▸ The task
No line before the one containing "Target: man in white dress shirt" is to be output; retype exactly that line and all lines that follow it to the end of the records.

(Saved entries)

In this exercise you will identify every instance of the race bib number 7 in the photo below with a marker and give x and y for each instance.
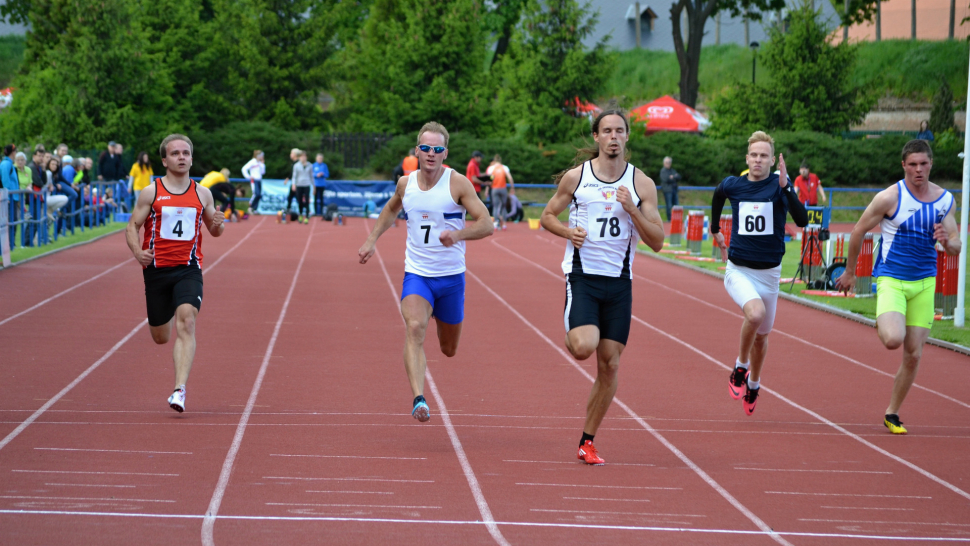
(756, 218)
(425, 227)
(178, 223)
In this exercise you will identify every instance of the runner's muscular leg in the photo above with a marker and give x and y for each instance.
(184, 350)
(583, 341)
(416, 312)
(604, 388)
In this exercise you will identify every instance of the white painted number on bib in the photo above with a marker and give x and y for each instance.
(756, 218)
(178, 223)
(425, 227)
(604, 225)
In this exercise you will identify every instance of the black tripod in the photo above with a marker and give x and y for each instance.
(813, 243)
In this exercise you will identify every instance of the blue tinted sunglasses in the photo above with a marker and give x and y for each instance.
(437, 149)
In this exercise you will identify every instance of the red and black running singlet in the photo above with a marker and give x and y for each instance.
(174, 227)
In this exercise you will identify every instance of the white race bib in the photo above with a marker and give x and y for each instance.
(604, 225)
(757, 218)
(425, 227)
(178, 223)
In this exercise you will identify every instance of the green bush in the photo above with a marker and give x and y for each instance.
(232, 146)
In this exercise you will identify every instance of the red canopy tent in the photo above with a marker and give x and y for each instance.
(667, 114)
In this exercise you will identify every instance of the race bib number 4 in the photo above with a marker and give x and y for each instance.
(425, 227)
(604, 222)
(178, 223)
(756, 218)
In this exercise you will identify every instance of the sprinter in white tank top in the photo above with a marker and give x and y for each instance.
(611, 204)
(435, 200)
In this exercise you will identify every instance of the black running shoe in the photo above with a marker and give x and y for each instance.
(738, 382)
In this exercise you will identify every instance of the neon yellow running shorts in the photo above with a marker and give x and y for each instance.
(914, 299)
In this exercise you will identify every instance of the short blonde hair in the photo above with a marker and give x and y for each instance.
(433, 127)
(761, 136)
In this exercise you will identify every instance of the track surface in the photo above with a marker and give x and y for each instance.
(298, 430)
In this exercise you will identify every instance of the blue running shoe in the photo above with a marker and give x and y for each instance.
(421, 412)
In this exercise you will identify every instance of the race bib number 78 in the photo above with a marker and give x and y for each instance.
(178, 223)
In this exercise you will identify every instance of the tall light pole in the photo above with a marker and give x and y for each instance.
(754, 60)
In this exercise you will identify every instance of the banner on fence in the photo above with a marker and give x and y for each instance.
(350, 196)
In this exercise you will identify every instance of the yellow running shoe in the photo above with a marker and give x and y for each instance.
(893, 423)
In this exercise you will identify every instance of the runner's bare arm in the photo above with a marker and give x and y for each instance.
(137, 220)
(384, 221)
(948, 234)
(464, 194)
(212, 216)
(882, 204)
(564, 195)
(646, 217)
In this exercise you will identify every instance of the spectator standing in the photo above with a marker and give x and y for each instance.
(302, 180)
(809, 187)
(8, 176)
(254, 171)
(669, 179)
(320, 175)
(140, 175)
(924, 132)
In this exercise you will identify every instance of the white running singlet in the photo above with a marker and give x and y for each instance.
(611, 236)
(428, 214)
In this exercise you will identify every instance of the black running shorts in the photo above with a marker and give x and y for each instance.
(168, 287)
(605, 302)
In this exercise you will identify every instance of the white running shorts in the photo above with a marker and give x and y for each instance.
(745, 284)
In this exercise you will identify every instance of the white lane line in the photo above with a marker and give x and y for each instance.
(611, 500)
(781, 397)
(40, 411)
(209, 522)
(523, 524)
(604, 486)
(790, 336)
(90, 472)
(350, 457)
(102, 499)
(812, 470)
(61, 293)
(758, 522)
(572, 462)
(113, 450)
(845, 495)
(87, 485)
(346, 479)
(466, 467)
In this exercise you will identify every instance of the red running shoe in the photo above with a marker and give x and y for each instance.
(587, 454)
(750, 400)
(738, 382)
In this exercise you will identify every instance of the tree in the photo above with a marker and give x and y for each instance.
(547, 68)
(941, 116)
(416, 61)
(816, 94)
(88, 77)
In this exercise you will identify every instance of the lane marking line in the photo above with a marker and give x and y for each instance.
(523, 524)
(653, 432)
(209, 522)
(778, 395)
(40, 411)
(782, 332)
(466, 466)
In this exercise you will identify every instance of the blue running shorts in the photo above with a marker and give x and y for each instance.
(445, 294)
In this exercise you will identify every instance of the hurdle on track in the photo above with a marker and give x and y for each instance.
(695, 231)
(676, 225)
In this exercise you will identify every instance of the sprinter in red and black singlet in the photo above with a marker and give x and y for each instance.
(173, 209)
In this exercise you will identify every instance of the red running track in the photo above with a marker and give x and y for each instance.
(298, 430)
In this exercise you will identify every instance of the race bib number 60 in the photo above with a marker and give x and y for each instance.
(178, 223)
(756, 218)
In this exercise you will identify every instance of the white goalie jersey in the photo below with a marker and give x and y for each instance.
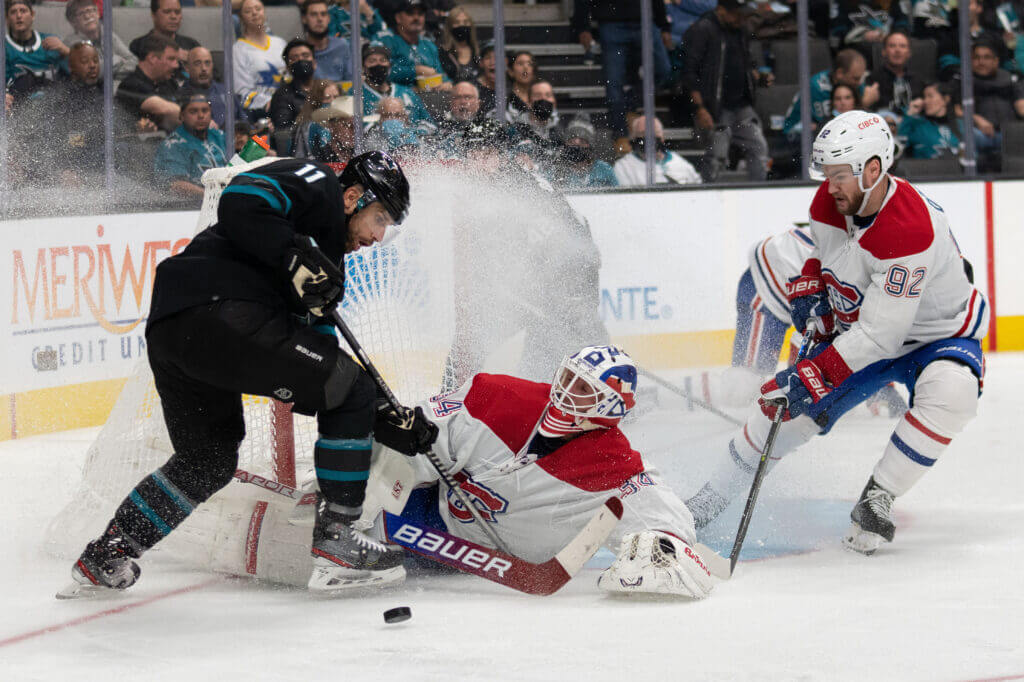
(538, 507)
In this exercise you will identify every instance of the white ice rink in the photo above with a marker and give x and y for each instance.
(944, 602)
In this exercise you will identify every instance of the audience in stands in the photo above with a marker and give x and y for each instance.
(377, 70)
(289, 98)
(166, 22)
(199, 67)
(931, 129)
(415, 59)
(150, 92)
(898, 88)
(459, 48)
(193, 148)
(34, 59)
(578, 166)
(849, 69)
(310, 139)
(670, 168)
(719, 74)
(334, 55)
(258, 60)
(998, 97)
(84, 18)
(619, 27)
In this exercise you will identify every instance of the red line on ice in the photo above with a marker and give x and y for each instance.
(110, 611)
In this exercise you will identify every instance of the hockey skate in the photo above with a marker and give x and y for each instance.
(104, 566)
(655, 562)
(872, 521)
(345, 557)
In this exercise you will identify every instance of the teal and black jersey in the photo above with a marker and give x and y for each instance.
(928, 138)
(29, 61)
(184, 157)
(242, 256)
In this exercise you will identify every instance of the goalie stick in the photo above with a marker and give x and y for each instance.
(468, 557)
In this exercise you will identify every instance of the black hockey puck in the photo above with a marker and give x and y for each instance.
(397, 614)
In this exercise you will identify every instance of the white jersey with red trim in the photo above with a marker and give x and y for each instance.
(537, 508)
(896, 284)
(776, 260)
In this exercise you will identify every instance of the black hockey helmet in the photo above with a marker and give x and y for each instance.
(382, 181)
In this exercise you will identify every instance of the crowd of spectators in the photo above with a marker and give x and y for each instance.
(428, 84)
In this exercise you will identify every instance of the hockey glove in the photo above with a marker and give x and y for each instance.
(809, 301)
(317, 283)
(408, 431)
(802, 385)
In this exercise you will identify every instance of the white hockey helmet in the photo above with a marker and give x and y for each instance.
(853, 137)
(597, 384)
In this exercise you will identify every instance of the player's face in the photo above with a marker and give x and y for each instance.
(845, 188)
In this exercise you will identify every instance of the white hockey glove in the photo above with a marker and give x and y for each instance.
(651, 561)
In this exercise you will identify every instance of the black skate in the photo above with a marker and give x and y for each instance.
(345, 557)
(872, 520)
(104, 566)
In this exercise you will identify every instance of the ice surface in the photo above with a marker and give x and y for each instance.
(944, 602)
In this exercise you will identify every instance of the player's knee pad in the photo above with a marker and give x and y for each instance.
(945, 396)
(352, 416)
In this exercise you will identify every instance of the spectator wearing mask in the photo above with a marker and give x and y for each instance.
(719, 74)
(150, 93)
(166, 16)
(849, 69)
(199, 67)
(460, 50)
(334, 56)
(84, 18)
(288, 100)
(577, 165)
(192, 150)
(898, 88)
(258, 66)
(371, 23)
(619, 26)
(413, 55)
(998, 97)
(670, 168)
(377, 71)
(485, 82)
(34, 59)
(931, 129)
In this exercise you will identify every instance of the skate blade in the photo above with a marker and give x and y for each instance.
(331, 581)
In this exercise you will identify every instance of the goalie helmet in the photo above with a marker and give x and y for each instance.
(382, 180)
(596, 386)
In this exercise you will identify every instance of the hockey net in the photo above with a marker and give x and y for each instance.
(399, 305)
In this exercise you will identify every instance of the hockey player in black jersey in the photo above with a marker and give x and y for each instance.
(241, 310)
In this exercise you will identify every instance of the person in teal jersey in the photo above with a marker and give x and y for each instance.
(377, 86)
(193, 148)
(849, 70)
(371, 23)
(931, 130)
(412, 53)
(33, 59)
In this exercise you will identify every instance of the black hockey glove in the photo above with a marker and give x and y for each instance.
(409, 432)
(318, 284)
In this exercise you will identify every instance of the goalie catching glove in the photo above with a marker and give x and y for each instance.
(408, 431)
(318, 284)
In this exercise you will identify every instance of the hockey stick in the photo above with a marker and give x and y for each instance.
(501, 567)
(689, 396)
(468, 557)
(759, 476)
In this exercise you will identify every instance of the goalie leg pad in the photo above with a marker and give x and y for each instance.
(656, 562)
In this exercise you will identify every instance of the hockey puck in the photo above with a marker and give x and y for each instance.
(397, 614)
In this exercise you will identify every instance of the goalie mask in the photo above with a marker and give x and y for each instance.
(594, 388)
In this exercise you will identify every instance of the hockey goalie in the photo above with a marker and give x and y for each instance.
(538, 460)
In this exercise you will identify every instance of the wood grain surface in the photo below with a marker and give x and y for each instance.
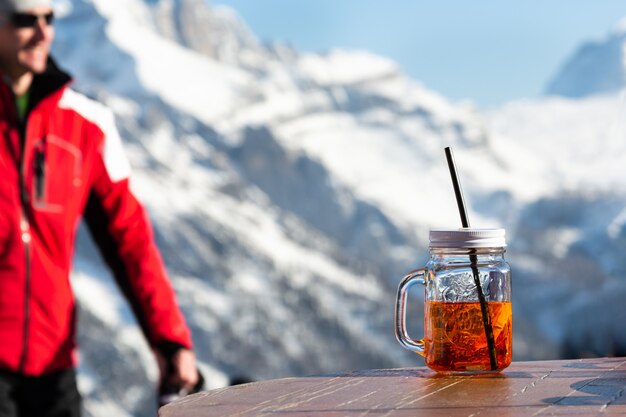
(590, 387)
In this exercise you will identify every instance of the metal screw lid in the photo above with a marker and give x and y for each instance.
(467, 238)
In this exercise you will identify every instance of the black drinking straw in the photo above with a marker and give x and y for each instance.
(473, 261)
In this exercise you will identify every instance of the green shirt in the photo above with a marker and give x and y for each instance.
(21, 103)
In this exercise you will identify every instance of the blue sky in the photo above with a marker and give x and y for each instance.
(486, 51)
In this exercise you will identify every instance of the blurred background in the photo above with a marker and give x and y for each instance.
(291, 158)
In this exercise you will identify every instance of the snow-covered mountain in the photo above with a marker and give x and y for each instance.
(290, 192)
(598, 66)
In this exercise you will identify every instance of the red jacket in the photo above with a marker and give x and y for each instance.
(71, 164)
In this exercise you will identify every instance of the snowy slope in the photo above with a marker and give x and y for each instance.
(597, 67)
(290, 191)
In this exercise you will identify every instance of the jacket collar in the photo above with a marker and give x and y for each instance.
(44, 84)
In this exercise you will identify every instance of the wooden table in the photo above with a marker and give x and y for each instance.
(590, 387)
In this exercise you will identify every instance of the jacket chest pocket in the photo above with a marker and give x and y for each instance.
(56, 174)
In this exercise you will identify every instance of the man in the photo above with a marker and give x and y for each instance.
(61, 158)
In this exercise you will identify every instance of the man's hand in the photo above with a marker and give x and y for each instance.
(181, 371)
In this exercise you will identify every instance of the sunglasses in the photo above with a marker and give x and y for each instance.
(28, 20)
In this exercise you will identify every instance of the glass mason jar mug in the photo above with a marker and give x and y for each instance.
(467, 303)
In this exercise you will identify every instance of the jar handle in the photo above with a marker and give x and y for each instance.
(410, 279)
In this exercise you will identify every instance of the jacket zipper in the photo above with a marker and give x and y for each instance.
(26, 241)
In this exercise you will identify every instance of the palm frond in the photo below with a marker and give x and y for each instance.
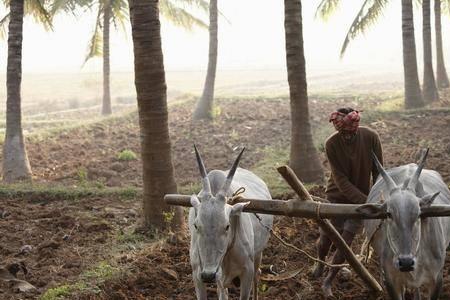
(326, 8)
(95, 47)
(66, 6)
(3, 23)
(201, 4)
(369, 13)
(119, 13)
(39, 12)
(179, 16)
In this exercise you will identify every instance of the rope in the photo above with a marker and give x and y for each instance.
(318, 211)
(270, 230)
(236, 195)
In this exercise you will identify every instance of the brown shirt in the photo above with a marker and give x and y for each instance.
(352, 166)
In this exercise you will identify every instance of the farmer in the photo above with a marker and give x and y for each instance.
(349, 153)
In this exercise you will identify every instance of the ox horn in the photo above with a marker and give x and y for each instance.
(415, 178)
(387, 179)
(223, 190)
(201, 166)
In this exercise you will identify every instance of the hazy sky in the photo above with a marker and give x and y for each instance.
(254, 39)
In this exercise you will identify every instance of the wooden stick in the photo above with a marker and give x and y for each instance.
(330, 231)
(308, 209)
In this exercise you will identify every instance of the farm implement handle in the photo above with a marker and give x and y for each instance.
(307, 207)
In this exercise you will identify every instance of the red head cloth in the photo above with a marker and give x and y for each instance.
(349, 122)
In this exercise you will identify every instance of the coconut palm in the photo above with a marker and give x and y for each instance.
(151, 92)
(304, 159)
(116, 11)
(366, 17)
(441, 73)
(16, 166)
(430, 92)
(204, 108)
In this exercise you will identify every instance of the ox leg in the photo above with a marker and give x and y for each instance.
(437, 288)
(247, 281)
(221, 291)
(337, 259)
(257, 263)
(200, 289)
(417, 294)
(323, 247)
(393, 292)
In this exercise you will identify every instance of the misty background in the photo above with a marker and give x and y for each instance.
(251, 55)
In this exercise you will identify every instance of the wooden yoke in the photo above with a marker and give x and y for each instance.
(290, 177)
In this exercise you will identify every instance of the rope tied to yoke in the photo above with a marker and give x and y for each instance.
(237, 195)
(318, 211)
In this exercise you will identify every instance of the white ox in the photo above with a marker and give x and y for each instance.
(411, 249)
(227, 244)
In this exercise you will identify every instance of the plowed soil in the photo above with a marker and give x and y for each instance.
(58, 240)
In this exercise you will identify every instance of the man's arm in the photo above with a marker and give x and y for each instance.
(351, 192)
(377, 149)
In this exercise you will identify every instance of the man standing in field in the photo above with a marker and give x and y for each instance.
(349, 153)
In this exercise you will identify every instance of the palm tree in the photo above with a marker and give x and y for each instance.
(116, 11)
(16, 166)
(204, 108)
(151, 92)
(304, 159)
(366, 17)
(413, 96)
(430, 92)
(441, 73)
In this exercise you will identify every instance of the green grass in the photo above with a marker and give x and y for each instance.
(57, 293)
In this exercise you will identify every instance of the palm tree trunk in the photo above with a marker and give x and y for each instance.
(204, 109)
(151, 92)
(304, 159)
(441, 73)
(15, 160)
(413, 96)
(430, 92)
(106, 106)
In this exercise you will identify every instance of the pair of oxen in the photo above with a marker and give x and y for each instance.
(227, 243)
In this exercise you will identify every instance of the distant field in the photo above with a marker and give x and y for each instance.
(42, 93)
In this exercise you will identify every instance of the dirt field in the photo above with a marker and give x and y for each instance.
(88, 248)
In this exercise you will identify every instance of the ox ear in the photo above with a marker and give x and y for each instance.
(427, 200)
(372, 209)
(238, 208)
(195, 202)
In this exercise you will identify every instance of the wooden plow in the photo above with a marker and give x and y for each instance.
(319, 210)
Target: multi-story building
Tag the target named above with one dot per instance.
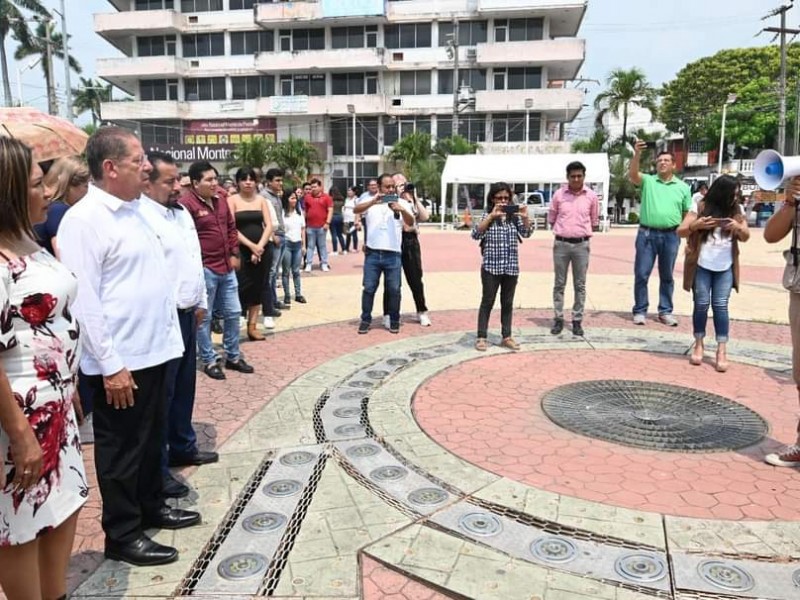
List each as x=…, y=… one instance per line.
x=352, y=76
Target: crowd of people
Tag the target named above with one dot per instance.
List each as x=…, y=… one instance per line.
x=115, y=269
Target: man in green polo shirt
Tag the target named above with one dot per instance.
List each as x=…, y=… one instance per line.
x=665, y=199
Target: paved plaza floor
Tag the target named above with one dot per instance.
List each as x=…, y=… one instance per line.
x=411, y=466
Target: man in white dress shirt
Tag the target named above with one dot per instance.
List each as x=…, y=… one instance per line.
x=129, y=331
x=182, y=248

▸ Response to the exercise
Target: man in white dress shirt
Tag the target named above with one dot per instance.
List each as x=…, y=… one instance per line.
x=129, y=331
x=182, y=248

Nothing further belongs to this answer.